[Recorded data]

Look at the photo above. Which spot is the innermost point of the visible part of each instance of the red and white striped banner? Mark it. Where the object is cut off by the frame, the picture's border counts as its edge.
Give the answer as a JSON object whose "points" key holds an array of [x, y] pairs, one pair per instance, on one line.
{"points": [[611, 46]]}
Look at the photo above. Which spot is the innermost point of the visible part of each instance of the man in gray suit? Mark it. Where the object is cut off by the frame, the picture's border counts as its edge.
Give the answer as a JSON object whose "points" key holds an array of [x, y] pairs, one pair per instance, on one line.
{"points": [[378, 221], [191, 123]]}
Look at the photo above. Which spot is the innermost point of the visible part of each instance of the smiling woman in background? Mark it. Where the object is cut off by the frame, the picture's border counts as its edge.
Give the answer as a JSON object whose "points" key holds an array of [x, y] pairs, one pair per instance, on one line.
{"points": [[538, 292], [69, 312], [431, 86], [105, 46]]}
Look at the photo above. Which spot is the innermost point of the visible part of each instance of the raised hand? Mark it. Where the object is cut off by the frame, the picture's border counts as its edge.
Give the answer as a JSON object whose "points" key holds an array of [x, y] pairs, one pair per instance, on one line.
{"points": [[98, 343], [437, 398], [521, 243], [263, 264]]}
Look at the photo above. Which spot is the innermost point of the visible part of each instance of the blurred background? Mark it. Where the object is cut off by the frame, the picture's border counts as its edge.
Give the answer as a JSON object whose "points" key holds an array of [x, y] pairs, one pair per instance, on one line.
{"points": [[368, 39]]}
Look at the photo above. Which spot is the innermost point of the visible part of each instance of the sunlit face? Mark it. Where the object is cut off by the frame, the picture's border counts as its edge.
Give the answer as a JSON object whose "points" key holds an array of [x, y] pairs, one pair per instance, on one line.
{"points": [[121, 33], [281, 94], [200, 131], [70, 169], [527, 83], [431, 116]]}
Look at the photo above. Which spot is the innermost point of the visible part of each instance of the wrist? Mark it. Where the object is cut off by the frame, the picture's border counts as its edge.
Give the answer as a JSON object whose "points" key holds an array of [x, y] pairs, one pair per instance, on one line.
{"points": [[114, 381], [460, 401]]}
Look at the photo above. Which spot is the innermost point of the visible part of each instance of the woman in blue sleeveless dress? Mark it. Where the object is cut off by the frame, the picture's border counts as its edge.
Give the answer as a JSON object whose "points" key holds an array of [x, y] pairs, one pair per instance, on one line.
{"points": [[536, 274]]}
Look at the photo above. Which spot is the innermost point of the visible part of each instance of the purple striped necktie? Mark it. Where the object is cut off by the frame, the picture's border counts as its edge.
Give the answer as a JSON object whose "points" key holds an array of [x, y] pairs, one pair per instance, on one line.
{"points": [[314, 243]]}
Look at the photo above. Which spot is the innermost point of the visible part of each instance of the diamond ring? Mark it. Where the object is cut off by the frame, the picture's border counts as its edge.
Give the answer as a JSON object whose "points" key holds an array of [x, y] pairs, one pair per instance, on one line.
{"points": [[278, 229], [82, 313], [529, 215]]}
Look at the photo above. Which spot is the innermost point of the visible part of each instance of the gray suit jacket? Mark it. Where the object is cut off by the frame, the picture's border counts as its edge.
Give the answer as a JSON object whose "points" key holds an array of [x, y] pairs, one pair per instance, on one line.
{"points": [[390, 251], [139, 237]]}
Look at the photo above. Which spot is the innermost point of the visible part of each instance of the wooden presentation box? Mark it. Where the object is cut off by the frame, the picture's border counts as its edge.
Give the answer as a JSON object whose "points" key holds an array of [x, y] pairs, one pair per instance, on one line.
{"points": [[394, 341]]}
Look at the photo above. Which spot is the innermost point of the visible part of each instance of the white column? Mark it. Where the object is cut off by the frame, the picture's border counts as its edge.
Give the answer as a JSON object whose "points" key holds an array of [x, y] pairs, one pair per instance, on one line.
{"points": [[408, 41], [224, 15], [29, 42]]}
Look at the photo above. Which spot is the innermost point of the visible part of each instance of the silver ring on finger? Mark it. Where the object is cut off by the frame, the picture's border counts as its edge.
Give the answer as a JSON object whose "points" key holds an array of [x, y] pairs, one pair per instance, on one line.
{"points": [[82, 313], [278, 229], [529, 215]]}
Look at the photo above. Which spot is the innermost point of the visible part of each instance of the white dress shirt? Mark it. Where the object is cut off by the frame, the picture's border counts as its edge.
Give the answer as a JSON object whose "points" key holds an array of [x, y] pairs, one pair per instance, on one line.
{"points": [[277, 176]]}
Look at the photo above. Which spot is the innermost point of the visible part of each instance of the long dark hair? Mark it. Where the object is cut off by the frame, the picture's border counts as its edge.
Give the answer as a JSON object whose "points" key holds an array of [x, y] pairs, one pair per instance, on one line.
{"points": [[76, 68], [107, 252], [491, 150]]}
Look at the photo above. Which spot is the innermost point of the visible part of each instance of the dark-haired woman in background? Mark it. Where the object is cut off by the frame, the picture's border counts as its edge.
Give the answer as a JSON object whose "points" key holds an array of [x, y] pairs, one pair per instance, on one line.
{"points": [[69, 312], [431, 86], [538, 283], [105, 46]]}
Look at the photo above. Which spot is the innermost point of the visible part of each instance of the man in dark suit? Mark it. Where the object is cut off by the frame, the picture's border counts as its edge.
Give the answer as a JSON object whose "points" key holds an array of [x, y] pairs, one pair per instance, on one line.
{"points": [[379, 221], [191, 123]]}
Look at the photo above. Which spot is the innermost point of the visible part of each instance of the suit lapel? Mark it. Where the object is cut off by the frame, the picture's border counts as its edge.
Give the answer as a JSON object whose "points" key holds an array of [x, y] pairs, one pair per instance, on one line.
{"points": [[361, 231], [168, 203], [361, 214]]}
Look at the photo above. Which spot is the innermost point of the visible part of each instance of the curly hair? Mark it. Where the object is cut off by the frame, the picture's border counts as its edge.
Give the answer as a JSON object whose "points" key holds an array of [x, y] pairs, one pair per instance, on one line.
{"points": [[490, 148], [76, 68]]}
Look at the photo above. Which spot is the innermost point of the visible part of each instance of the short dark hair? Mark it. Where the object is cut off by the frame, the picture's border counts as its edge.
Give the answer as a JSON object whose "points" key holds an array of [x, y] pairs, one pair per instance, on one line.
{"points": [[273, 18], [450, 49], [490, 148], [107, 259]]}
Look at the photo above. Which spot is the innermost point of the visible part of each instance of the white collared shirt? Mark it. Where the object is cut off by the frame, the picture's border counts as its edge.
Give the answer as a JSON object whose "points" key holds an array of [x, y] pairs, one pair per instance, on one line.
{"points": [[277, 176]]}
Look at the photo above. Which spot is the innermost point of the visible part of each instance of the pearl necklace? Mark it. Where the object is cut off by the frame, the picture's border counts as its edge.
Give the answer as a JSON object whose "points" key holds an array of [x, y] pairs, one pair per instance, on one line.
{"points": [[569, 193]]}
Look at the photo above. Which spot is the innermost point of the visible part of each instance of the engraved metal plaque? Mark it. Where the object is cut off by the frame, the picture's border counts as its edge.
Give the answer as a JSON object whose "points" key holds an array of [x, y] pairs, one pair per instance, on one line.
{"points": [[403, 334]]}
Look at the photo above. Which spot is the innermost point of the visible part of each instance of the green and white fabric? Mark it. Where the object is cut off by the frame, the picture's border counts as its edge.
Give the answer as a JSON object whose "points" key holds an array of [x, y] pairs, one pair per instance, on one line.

* Brief
Switch "innermost" to "most central" in the rows above, from the line that contains "of the engraved" through the end of the rows, and give those lines again with nothing else changed.

* Exercise solution
Look at the photo above. Which spot is the most central point of the visible part of each instance of the engraved metal plaque? Mark it. Where the object is cut off by the frame, the picture's border counts as its edge.
Give the answer as a JSON object whose "points" key holds an array of [x, y] pairs, one pair per instance, on one line.
{"points": [[403, 334]]}
Look at the photo above. Which spot is the most central point of the visible part of each instance of the green and white fabric? Mark it. Where the object is cut off by the frame, the picture's border counts as its edge.
Give the answer as a JSON object whose "points" key holds an array of [x, y] pairs, one pair per instance, on one line.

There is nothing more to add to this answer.